[Position identification records]
┏━━
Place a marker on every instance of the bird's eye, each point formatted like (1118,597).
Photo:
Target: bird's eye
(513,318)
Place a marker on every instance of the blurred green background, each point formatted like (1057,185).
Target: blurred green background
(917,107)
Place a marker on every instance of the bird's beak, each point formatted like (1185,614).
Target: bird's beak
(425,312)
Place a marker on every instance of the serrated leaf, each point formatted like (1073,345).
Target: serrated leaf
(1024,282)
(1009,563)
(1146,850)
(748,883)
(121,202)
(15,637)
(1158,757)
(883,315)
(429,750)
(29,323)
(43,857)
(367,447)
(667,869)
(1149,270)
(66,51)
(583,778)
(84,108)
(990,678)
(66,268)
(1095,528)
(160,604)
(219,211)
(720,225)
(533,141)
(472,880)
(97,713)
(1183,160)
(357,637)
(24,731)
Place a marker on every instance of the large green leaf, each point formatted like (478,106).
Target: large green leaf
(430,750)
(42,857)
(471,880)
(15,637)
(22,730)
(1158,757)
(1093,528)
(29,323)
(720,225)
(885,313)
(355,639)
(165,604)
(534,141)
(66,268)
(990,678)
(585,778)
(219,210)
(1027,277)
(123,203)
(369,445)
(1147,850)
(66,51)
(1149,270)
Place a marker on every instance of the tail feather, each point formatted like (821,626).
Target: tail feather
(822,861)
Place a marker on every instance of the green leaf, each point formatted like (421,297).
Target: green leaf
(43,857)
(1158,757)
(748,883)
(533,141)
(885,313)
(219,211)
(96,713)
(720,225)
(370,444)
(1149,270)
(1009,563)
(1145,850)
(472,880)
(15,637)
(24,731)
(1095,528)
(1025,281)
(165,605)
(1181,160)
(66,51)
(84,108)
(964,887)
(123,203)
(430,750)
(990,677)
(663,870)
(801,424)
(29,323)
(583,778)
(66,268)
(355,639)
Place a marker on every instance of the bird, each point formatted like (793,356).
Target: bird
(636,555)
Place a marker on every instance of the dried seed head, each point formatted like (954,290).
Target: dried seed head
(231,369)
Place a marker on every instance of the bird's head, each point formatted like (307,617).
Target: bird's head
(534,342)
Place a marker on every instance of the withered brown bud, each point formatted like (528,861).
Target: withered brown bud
┗━━
## Stated goal
Transcribe all of the entries without altering anything.

## Reply
Place a marker on every instance of the bird's eye, each point formatted like (1118,597).
Photo:
Target: bird's eye
(513,318)
Place a marker on every instance of the blurred green background, each point formatted like (1057,185).
Target: blurred green background
(917,107)
Place a marker on every instance of the bird's beak, each point formatted like (1185,614).
Target: bird's beak
(425,312)
Place a marker on every instance of the serrated leaf, each point formatted like (1073,345).
Target: serrated leaf
(1024,282)
(1009,563)
(1146,850)
(748,883)
(121,202)
(15,637)
(1158,757)
(883,315)
(429,750)
(29,323)
(43,857)
(367,447)
(667,869)
(1149,270)
(66,51)
(583,778)
(84,108)
(990,678)
(66,268)
(1095,528)
(160,604)
(219,211)
(720,225)
(533,141)
(472,880)
(97,713)
(1183,160)
(357,637)
(24,731)
Place a marker on every instance of the large green leaf, each point formatted like (478,106).
Target: large green leaf
(430,750)
(42,857)
(471,880)
(15,637)
(22,730)
(1158,757)
(1093,528)
(29,323)
(720,225)
(885,313)
(355,639)
(165,604)
(534,141)
(66,268)
(990,678)
(585,778)
(219,210)
(1027,277)
(123,203)
(369,445)
(1147,850)
(66,51)
(1149,270)
Place a marker on every instance of the tail feather, each point formatted like (821,626).
Target: tail feather
(822,861)
Place a marker on every instance of the green leaf, each point formatted like (421,297).
Target: green leaf
(43,857)
(1158,757)
(748,883)
(533,141)
(885,313)
(219,211)
(96,713)
(720,225)
(370,444)
(1149,270)
(1009,563)
(1145,850)
(472,880)
(15,637)
(24,731)
(1095,528)
(1025,281)
(165,605)
(1181,160)
(66,51)
(84,108)
(964,887)
(123,203)
(430,750)
(990,677)
(663,870)
(801,424)
(29,323)
(583,778)
(66,268)
(355,639)
Place a marker on every instance of the bird, each point formatted like (793,356).
Target: bird
(636,555)
Place a marker on every instance of the dried seed head, each point formatted like (954,290).
Target: dried seed head
(231,369)
Place a marker on every instance of the bird's head, each point formatted like (307,617).
Target: bird's head
(534,342)
Place a marker on every instance of the withered brown bud, each point formatted like (528,861).
Target: withered brown bud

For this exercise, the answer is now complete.